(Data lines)
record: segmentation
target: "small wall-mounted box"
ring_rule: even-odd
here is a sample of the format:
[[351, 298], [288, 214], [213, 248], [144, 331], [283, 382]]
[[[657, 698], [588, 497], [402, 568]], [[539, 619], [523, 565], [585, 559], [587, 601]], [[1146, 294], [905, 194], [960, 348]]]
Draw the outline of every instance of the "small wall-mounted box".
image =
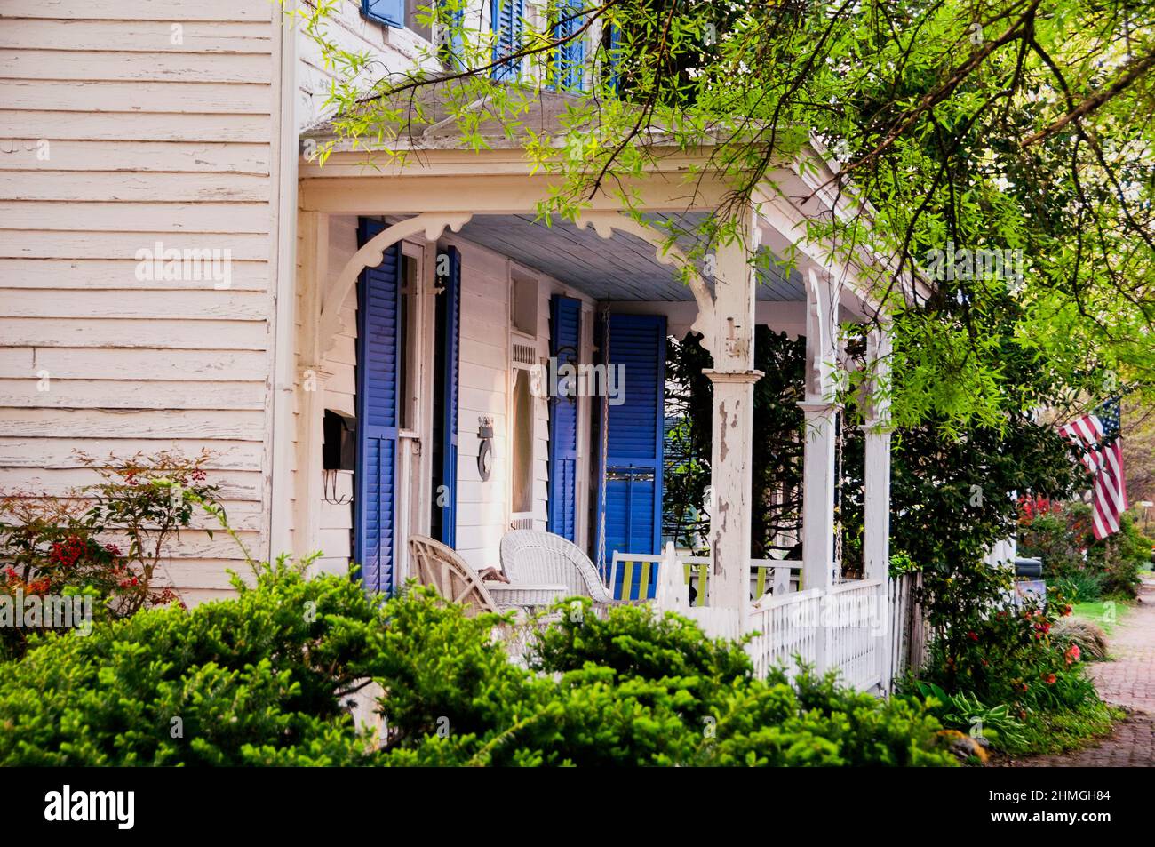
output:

Problem details:
Reproduce every line of the records above verbatim, omitting the pictures from your reproduction.

Worked solution:
record: segmentation
target: "small wall-mounted box"
ring_rule: even-odd
here is a sample of the format:
[[351, 298], [288, 214], [213, 248], [144, 331], [283, 382]]
[[[657, 698], [588, 497], [402, 568]], [[539, 619], [523, 565], [585, 559], [587, 601]], [[1146, 294], [905, 194], [960, 348]]]
Draw the outline of every instance of the "small wall-mounted box".
image =
output:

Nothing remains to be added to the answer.